> **Problem statement**: Could you arrange the records below as a two-column CSV with the header "input" and "output", one row per record? Put each record's text in "input" and its answer in "output", each as a single quoted field with line breaks replaced by spaces.

(Excerpts from point annotation data)

────────────────────────────────────────

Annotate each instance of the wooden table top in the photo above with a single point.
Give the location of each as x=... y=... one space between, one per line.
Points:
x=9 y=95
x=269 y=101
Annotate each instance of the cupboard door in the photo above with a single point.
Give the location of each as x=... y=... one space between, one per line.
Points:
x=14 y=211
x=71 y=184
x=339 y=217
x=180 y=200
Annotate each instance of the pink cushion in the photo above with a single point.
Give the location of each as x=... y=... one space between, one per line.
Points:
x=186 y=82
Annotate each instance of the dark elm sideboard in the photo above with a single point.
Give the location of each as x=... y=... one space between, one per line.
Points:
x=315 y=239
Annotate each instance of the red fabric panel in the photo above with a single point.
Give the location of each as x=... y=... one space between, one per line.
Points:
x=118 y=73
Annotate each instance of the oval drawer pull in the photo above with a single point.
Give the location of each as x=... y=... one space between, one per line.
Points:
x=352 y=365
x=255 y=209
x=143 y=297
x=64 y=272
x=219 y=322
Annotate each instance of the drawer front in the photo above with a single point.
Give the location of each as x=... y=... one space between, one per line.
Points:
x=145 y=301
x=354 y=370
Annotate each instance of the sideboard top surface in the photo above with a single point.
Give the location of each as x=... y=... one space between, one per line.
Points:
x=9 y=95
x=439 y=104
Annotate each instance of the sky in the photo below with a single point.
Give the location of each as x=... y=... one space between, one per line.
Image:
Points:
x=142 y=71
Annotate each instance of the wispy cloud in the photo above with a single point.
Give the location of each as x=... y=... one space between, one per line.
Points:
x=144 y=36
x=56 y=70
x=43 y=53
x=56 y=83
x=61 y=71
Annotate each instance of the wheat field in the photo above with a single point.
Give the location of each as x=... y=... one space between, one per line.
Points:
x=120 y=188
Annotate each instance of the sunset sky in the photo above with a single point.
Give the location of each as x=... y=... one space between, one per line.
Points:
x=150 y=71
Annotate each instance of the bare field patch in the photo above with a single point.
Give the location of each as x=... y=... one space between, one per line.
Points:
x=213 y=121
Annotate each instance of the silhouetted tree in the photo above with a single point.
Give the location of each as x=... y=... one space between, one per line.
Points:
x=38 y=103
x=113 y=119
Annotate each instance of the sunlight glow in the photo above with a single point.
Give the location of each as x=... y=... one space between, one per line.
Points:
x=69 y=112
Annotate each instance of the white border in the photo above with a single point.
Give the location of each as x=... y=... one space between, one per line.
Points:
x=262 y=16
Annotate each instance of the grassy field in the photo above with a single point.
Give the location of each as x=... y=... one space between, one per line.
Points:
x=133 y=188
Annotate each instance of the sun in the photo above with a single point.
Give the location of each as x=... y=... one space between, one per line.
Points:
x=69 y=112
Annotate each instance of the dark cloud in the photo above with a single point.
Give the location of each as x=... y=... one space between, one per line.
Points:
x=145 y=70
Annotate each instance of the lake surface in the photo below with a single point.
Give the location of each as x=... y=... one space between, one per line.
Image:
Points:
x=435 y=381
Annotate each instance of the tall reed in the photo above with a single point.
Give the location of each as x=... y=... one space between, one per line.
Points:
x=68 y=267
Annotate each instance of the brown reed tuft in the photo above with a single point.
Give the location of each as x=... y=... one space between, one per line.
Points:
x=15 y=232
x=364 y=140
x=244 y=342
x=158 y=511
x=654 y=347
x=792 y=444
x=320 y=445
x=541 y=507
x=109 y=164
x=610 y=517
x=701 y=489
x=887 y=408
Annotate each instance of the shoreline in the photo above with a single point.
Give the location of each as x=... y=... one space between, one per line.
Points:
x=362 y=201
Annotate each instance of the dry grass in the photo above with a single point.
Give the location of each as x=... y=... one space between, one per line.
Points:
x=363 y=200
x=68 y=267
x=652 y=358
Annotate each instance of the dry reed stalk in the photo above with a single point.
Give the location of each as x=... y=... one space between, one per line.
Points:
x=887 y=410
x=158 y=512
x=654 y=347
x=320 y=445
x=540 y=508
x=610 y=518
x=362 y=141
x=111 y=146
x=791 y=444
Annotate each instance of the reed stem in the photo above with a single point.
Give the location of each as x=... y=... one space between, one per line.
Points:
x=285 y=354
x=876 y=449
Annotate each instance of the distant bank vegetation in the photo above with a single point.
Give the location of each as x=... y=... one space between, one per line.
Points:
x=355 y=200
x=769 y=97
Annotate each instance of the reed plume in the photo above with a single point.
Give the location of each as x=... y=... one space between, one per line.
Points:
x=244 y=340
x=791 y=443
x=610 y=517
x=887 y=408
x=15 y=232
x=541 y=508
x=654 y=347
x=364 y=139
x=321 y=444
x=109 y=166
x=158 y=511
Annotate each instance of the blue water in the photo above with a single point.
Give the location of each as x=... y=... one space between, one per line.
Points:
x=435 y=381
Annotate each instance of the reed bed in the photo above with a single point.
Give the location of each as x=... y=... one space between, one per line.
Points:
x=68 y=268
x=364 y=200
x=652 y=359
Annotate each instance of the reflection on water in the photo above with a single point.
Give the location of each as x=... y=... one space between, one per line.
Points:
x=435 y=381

────────────────────────────────────────

> **Answer to the exercise**:
input,output
"Annotate each instance of the wooden table top in the photo above with a single point. Give the location of each as x=... y=... one space between, one per line. Points:","x=9 y=95 x=269 y=101"
"Annotate each instance of the cupboard door in the photo above with a single point. Give the location of each as x=... y=... one space between, one per line. Points:","x=14 y=211 x=71 y=184 x=339 y=217 x=180 y=200"
"Annotate each instance of the pink cushion in the photo above with a single point. Give the location of each as x=... y=... one space between, one per line. Points:","x=186 y=82"
"Annotate each instance of the dark elm sideboard in the photo above with a single point. Give the location of each as x=... y=... one space between, one per line. Points:","x=315 y=239"
"Annotate each instance of the red fabric panel in the photo above with a single point. Give the location of each as x=... y=... one space between, one per line. Points:","x=118 y=73"
"Annotate each instance of the oval drawer pull in the photo above with a single point. Give the location of each as x=... y=... one space between, one per line. Points:","x=352 y=365 x=255 y=209 x=143 y=297 x=64 y=272 x=219 y=322"
"Annotate each instance of the drawer front in the photo above with a single point. Give the location of each as x=... y=... one space between, one per line. Points:","x=145 y=301 x=354 y=370"
"Annotate each instance of the sideboard top surface in the photo above with a single point. Give the location of each as x=... y=... one space between, one per line. Points:","x=9 y=95 x=439 y=104"
"Annotate each instance of the sky in the photo below with a single point. Give the location of each as x=... y=... one space between, one per line. Image: Points:","x=142 y=71"
"Annotate each instance of the wispy cloud in the photo above with a single point. Give the location of each as x=... y=... one space between, one per line. Points:","x=144 y=36 x=56 y=70 x=43 y=53 x=56 y=83 x=61 y=71"
"Annotate each instance of the wheat field in the photo above with a single point. Give the location of each as x=... y=... one space between, one per line. Points:","x=120 y=188"
"Annotate each instance of the sunset sky in the photo above with a single point. Give the location of each as x=... y=... one space between, one per line. Points:","x=150 y=71"
"Annotate each instance of the bare field patch in the photo above with a single point. Give the location of each as x=... y=... one space between, one per line. Points:","x=213 y=121"
"Annotate each instance of the silhouetted tree in the photo above with a single point. Give the location of each as x=... y=... one space between, one per line. Points:","x=38 y=103 x=113 y=119"
"Annotate each instance of the sunlight glow in the photo above with a single point. Give the location of each as x=... y=... one space between, one per line. Points:","x=69 y=112"
"Annotate each instance of the white border in the photo above with a single point. Give the location of each as x=... y=... one space between, one per line. Points:","x=262 y=16"
"Annotate each instance of the grassy field in the photo above with a single point. Give the location of each as x=... y=... one space between, one per line. Points:","x=133 y=188"
"Annotate each instance of the sun in the photo above with a single point. Give the location of each as x=... y=... one space between, one per line. Points:","x=69 y=112"
"Annotate each instance of the dark cloud in the photo above with a single point. Give the location of each as x=... y=... one space between, one per line. Points:","x=145 y=70"
"Annotate each instance of the lake surface in the photo below with a single point. Give the location of each as x=... y=... one space between, one per line. Image: Points:","x=435 y=381"
"Annotate each instance of the tall reed in the photo above with a single point. Give the location of each as x=... y=... one space between, one per line. Points:","x=68 y=267"
"Annotate each instance of the brown reed tuft in the photo above with a single point. Give the location of each as x=... y=... one space between, one per line. Points:","x=15 y=232 x=364 y=140 x=244 y=342 x=158 y=511 x=654 y=347 x=792 y=444 x=320 y=445 x=541 y=507 x=109 y=164 x=610 y=517 x=701 y=489 x=887 y=408"
"Annotate each instance of the shoreline in the photo above with a single point. Give the location of each as x=... y=... one space between, one per line. Points:","x=362 y=201"
"Annotate each instance of the dry grass in the photo above with a single point. Give the location of each as x=... y=... one space between, one per line. Points:","x=363 y=200 x=68 y=267 x=652 y=358"
"Annotate each instance of the dry reed stalk in the photo above with a single point. Give the location of each as x=... y=... one space between, one per line. Points:","x=887 y=410 x=158 y=512 x=654 y=347 x=320 y=445 x=540 y=508 x=610 y=518 x=362 y=141 x=111 y=146 x=791 y=444"
"Annotate each instance of the reed stem in the photo above with a single point. Give the location of each as x=... y=... one space between, one per line. Points:","x=285 y=354 x=876 y=449"
"Annotate each instance of the distant bank vegetation in the photo above with a single point. Give the location of each as x=... y=... one space between, one per line. Points:","x=355 y=200 x=769 y=97"
"Annotate each instance of the reed plume in the photo above with a single point. Give the location of each as x=... y=... one space between, one per line. Points:","x=244 y=340 x=791 y=443 x=610 y=517 x=887 y=408 x=15 y=232 x=541 y=508 x=654 y=347 x=364 y=139 x=321 y=444 x=109 y=166 x=158 y=511"
"Annotate each instance of the blue water in the photo above with a single point. Give the location of each as x=... y=... one space between, one per line. Points:","x=435 y=381"
"Annotate each instance of the reed bed in the photo above with a single point. Give the location of each as x=... y=... one space between, one per line. Points:","x=68 y=268 x=364 y=200 x=652 y=359"
"Annotate each instance of the reflection on water in the photo above with a single point. Give the location of each as x=... y=... one space between, one per line. Points:","x=435 y=381"